Aim
Only the pictures stay out; every record is to be quoted exactly.

▽

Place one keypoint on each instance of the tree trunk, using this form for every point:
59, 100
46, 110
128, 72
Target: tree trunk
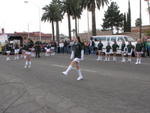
112, 29
93, 22
53, 31
57, 31
76, 28
69, 26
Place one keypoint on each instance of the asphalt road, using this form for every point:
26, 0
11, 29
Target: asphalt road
108, 87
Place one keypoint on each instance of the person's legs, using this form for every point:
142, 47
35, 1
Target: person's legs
80, 76
137, 58
8, 54
68, 68
123, 58
29, 61
98, 56
114, 56
26, 62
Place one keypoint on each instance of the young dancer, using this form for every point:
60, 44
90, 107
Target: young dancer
16, 50
114, 49
77, 55
28, 48
138, 50
129, 51
8, 51
107, 55
100, 48
123, 51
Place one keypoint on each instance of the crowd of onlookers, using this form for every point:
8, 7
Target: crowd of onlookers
66, 47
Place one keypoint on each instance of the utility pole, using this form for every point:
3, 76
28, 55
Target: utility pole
140, 27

△

The answer
Place one keypoint on each instance of the tree trunk, using this form for every point:
59, 100
46, 110
128, 72
Target: tree trunk
112, 29
93, 22
53, 31
57, 31
76, 28
69, 26
Place one keypoint on each instance of the asphalt road, using this form for every point:
26, 0
11, 29
Target: asphalt road
108, 87
Place one keypoint on each instance of the person's legs, using this form for every point:
142, 47
35, 1
Target: person's legs
80, 76
137, 58
8, 54
68, 68
123, 58
29, 61
98, 56
114, 56
26, 62
Place one keypoint on each instance of the young dancer, using this form for every point:
60, 44
90, 107
Target: young dancer
16, 50
114, 49
77, 55
28, 48
138, 50
129, 51
8, 51
107, 55
100, 48
123, 51
Place one keypoint on each instance of the crowd of onlookers, using this form for every point:
8, 7
Target: crowd of onlookers
66, 47
Place one keypoint on each instance of the utility pole, using this form for every point:
3, 76
28, 55
Target: utility pole
140, 27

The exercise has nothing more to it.